◆ Exercise task
Edit the listing below, changing "instance" to "occurrence" wherever it appears and leaving everything else unchanged.

◆ Labeled area outline listing
====

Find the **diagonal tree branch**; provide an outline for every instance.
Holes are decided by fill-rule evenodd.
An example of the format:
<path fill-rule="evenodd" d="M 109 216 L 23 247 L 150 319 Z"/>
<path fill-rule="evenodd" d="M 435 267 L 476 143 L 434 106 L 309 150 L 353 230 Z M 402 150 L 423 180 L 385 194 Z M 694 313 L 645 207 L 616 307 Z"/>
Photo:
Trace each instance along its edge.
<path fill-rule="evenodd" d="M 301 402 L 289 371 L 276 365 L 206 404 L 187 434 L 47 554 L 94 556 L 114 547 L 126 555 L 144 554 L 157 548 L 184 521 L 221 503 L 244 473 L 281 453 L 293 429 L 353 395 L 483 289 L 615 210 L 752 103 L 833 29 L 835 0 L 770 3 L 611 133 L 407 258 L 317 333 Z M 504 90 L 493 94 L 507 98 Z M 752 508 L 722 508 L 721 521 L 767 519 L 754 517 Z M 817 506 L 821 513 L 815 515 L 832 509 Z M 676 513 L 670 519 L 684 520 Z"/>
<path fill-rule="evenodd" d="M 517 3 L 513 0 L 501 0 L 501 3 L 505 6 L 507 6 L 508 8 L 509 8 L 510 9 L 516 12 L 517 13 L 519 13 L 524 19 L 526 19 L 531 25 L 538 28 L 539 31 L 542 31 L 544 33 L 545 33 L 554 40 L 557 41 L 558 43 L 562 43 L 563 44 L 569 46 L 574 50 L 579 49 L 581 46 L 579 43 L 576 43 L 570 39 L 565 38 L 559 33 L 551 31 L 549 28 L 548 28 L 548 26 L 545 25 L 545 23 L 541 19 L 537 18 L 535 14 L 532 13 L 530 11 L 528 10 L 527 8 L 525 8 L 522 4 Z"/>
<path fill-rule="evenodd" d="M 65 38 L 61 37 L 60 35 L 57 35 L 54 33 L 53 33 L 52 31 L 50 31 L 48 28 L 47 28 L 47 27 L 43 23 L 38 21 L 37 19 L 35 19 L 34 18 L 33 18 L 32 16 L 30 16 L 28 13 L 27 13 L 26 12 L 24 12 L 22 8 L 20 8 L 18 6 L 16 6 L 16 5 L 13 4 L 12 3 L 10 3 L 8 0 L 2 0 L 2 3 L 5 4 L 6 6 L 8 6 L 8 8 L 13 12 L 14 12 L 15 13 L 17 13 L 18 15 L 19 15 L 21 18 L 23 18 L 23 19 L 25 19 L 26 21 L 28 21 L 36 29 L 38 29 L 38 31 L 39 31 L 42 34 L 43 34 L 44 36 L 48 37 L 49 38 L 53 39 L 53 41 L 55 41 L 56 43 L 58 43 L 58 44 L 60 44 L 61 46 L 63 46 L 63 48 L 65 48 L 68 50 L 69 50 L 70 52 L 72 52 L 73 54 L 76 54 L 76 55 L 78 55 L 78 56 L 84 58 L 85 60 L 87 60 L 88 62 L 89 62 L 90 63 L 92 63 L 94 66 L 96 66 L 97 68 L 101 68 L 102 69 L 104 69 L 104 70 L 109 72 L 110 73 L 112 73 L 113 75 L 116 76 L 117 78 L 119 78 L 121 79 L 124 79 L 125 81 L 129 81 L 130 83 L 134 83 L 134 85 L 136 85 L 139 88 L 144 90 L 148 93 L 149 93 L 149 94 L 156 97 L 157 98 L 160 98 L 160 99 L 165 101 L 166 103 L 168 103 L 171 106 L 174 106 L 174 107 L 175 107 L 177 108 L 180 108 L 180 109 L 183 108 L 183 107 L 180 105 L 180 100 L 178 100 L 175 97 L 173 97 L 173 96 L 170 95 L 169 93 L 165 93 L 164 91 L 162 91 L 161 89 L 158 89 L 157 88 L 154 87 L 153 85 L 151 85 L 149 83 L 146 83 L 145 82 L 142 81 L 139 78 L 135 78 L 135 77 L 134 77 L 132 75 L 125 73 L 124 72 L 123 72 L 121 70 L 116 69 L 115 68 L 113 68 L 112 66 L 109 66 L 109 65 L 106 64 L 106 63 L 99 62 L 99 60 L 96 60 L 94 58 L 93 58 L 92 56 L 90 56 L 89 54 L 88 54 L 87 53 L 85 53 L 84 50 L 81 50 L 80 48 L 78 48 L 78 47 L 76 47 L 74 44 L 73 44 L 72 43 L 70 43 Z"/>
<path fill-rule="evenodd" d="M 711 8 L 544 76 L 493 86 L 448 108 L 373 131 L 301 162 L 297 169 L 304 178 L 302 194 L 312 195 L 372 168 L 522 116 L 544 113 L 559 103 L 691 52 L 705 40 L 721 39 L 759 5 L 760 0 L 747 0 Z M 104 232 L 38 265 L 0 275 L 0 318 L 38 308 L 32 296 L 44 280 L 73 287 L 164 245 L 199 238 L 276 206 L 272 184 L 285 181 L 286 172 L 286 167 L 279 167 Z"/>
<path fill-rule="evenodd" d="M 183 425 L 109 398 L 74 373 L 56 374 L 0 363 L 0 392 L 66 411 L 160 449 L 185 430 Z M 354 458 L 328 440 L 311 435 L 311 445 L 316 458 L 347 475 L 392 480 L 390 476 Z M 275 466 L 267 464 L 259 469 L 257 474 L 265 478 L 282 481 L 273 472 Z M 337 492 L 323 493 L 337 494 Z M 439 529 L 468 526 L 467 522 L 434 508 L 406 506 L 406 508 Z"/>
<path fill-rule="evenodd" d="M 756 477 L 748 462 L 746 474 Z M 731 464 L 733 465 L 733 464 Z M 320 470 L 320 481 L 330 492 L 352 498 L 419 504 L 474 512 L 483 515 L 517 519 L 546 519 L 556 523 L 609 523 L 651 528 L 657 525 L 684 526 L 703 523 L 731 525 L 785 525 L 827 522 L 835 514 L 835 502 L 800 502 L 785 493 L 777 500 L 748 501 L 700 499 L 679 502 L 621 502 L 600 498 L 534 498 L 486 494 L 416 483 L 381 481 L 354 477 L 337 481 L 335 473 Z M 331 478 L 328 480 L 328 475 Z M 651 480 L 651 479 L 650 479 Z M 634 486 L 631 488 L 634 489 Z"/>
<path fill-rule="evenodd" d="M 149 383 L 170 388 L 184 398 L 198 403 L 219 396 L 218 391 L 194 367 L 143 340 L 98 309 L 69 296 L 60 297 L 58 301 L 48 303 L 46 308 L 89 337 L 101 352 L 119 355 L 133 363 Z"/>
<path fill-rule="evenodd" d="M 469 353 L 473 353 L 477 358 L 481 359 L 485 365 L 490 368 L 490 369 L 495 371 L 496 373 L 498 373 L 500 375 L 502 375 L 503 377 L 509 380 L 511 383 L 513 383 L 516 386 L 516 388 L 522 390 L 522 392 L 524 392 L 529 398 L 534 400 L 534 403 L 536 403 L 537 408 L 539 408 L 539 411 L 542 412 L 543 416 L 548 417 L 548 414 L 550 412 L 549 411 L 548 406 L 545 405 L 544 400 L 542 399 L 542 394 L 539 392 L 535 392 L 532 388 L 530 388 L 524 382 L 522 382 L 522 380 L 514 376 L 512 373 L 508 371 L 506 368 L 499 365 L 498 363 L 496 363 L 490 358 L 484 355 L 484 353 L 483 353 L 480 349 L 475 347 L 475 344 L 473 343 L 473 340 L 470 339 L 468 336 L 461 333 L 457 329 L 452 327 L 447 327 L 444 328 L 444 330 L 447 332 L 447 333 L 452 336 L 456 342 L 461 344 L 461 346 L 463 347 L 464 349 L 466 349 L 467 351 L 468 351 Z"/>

====

◆ Task answer
Find the **diagonal tree branch**; provide an outline for every occurrence.
Holes are decided by fill-rule evenodd.
An example of the format:
<path fill-rule="evenodd" d="M 109 216 L 23 247 L 150 319 Z"/>
<path fill-rule="evenodd" d="M 435 267 L 476 143 L 434 106 L 309 150 L 353 230 Z M 402 150 L 423 180 L 385 194 Z M 694 313 L 645 207 L 616 307 Z"/>
Photo:
Trace each occurrence along its edge.
<path fill-rule="evenodd" d="M 301 402 L 289 371 L 276 365 L 206 404 L 187 434 L 47 554 L 94 556 L 114 547 L 126 555 L 144 554 L 157 548 L 184 521 L 221 503 L 244 473 L 281 453 L 293 429 L 353 395 L 483 289 L 615 210 L 752 103 L 833 29 L 835 0 L 770 3 L 611 133 L 407 258 L 317 333 Z M 504 90 L 493 94 L 507 98 Z M 752 508 L 722 508 L 721 521 L 767 519 L 754 517 Z M 817 506 L 821 513 L 815 515 L 832 509 Z M 676 513 L 670 519 L 684 520 Z"/>
<path fill-rule="evenodd" d="M 517 3 L 513 0 L 501 0 L 501 3 L 505 6 L 507 6 L 508 8 L 509 8 L 510 9 L 516 12 L 517 13 L 519 13 L 524 19 L 526 19 L 531 25 L 538 28 L 539 31 L 542 31 L 544 33 L 545 33 L 554 40 L 557 41 L 558 43 L 562 43 L 563 44 L 569 46 L 574 50 L 579 49 L 581 46 L 579 43 L 576 43 L 570 39 L 565 38 L 559 33 L 551 31 L 549 28 L 548 28 L 548 26 L 545 25 L 545 23 L 541 19 L 537 18 L 535 14 L 532 13 L 530 11 L 528 10 L 527 8 L 525 8 L 522 4 Z"/>
<path fill-rule="evenodd" d="M 65 38 L 61 37 L 60 35 L 57 35 L 54 33 L 53 33 L 52 31 L 50 31 L 48 28 L 47 28 L 47 27 L 43 23 L 38 21 L 37 19 L 35 19 L 34 18 L 33 18 L 32 16 L 30 16 L 28 13 L 27 13 L 26 12 L 24 12 L 22 8 L 20 8 L 18 6 L 16 6 L 16 5 L 13 4 L 12 3 L 10 3 L 8 0 L 2 0 L 2 3 L 5 4 L 6 6 L 8 6 L 8 8 L 13 12 L 14 12 L 15 13 L 17 13 L 18 15 L 19 15 L 21 18 L 23 18 L 23 19 L 25 19 L 26 21 L 28 21 L 36 29 L 38 29 L 38 31 L 39 31 L 42 34 L 43 34 L 44 36 L 48 37 L 49 38 L 53 39 L 53 41 L 55 41 L 56 43 L 58 43 L 58 44 L 60 44 L 61 46 L 63 46 L 63 48 L 65 48 L 68 50 L 69 50 L 70 52 L 72 52 L 73 54 L 76 54 L 76 55 L 78 55 L 78 56 L 84 58 L 85 60 L 87 60 L 88 62 L 89 62 L 90 63 L 92 63 L 94 66 L 96 66 L 97 68 L 101 68 L 102 69 L 104 69 L 104 70 L 109 72 L 110 73 L 112 73 L 113 75 L 116 76 L 117 78 L 119 78 L 121 79 L 124 79 L 125 81 L 129 81 L 130 83 L 134 83 L 134 85 L 136 85 L 139 88 L 144 90 L 148 93 L 149 93 L 149 94 L 156 97 L 157 98 L 160 98 L 160 99 L 165 101 L 166 103 L 168 103 L 171 106 L 174 106 L 174 107 L 175 107 L 177 108 L 180 108 L 180 109 L 183 108 L 183 107 L 180 105 L 180 100 L 178 100 L 175 97 L 173 97 L 173 96 L 170 95 L 169 93 L 165 93 L 164 91 L 162 91 L 161 89 L 158 89 L 157 88 L 154 87 L 153 85 L 151 85 L 149 83 L 146 83 L 145 82 L 142 81 L 139 78 L 135 78 L 135 77 L 134 77 L 132 75 L 125 73 L 124 72 L 123 72 L 121 70 L 116 69 L 115 68 L 113 68 L 112 66 L 109 66 L 109 65 L 106 64 L 106 63 L 99 62 L 99 60 L 96 60 L 94 58 L 93 58 L 92 56 L 90 56 L 89 54 L 88 54 L 87 53 L 85 53 L 84 50 L 81 50 L 80 48 L 78 48 L 78 47 L 76 47 L 74 44 L 73 44 L 72 43 L 70 43 Z"/>
<path fill-rule="evenodd" d="M 711 8 L 544 76 L 493 86 L 448 108 L 373 131 L 301 162 L 297 169 L 304 178 L 302 194 L 312 195 L 372 168 L 522 116 L 544 113 L 559 103 L 691 52 L 705 40 L 721 39 L 759 5 L 760 0 L 747 0 Z M 104 232 L 38 265 L 0 275 L 0 318 L 38 308 L 32 296 L 44 280 L 73 287 L 164 245 L 199 238 L 276 206 L 272 184 L 285 181 L 286 172 L 286 167 L 279 167 Z"/>
<path fill-rule="evenodd" d="M 183 425 L 109 398 L 74 373 L 56 374 L 0 363 L 0 392 L 66 411 L 160 449 L 185 430 Z M 354 458 L 328 440 L 311 435 L 311 445 L 316 458 L 347 475 L 392 480 L 390 476 Z M 275 466 L 267 464 L 259 469 L 257 474 L 265 478 L 282 481 L 273 472 Z M 337 492 L 323 493 L 337 494 Z M 439 529 L 468 526 L 467 522 L 434 508 L 406 506 L 406 508 Z"/>
<path fill-rule="evenodd" d="M 756 477 L 748 462 L 746 474 Z M 731 464 L 733 465 L 733 464 Z M 320 470 L 320 481 L 330 492 L 352 498 L 419 504 L 474 512 L 483 515 L 517 519 L 546 519 L 556 523 L 609 523 L 651 528 L 657 525 L 684 526 L 703 523 L 731 525 L 785 525 L 827 522 L 835 514 L 835 502 L 800 502 L 785 493 L 777 500 L 748 501 L 700 499 L 679 502 L 621 502 L 600 498 L 534 498 L 486 494 L 416 483 L 381 481 L 354 477 L 337 481 L 335 473 Z M 331 478 L 328 480 L 328 475 Z M 651 480 L 651 479 L 650 479 Z M 634 486 L 631 488 L 634 489 Z"/>
<path fill-rule="evenodd" d="M 149 383 L 170 388 L 184 398 L 198 403 L 219 396 L 218 391 L 194 367 L 143 340 L 98 309 L 69 296 L 60 297 L 58 301 L 48 303 L 46 308 L 89 337 L 101 352 L 119 355 L 133 363 Z"/>
<path fill-rule="evenodd" d="M 469 353 L 473 353 L 477 358 L 481 359 L 485 365 L 490 368 L 490 369 L 495 371 L 496 373 L 498 373 L 500 375 L 502 375 L 503 377 L 509 380 L 511 383 L 513 383 L 516 386 L 516 388 L 522 390 L 522 392 L 524 392 L 529 398 L 534 400 L 534 403 L 536 403 L 537 408 L 539 408 L 539 411 L 542 412 L 543 416 L 548 417 L 548 414 L 550 412 L 549 411 L 548 406 L 545 405 L 544 400 L 542 399 L 542 394 L 539 392 L 535 392 L 532 388 L 530 388 L 524 382 L 522 382 L 522 380 L 514 376 L 512 373 L 508 371 L 506 368 L 499 365 L 498 363 L 496 363 L 490 358 L 484 355 L 484 353 L 483 353 L 480 349 L 475 347 L 475 344 L 473 343 L 473 340 L 470 339 L 468 336 L 461 333 L 457 329 L 452 327 L 447 327 L 444 328 L 444 330 L 447 332 L 447 333 L 452 336 L 456 342 L 461 344 L 461 346 L 463 347 L 464 349 L 466 349 L 467 351 L 468 351 Z"/>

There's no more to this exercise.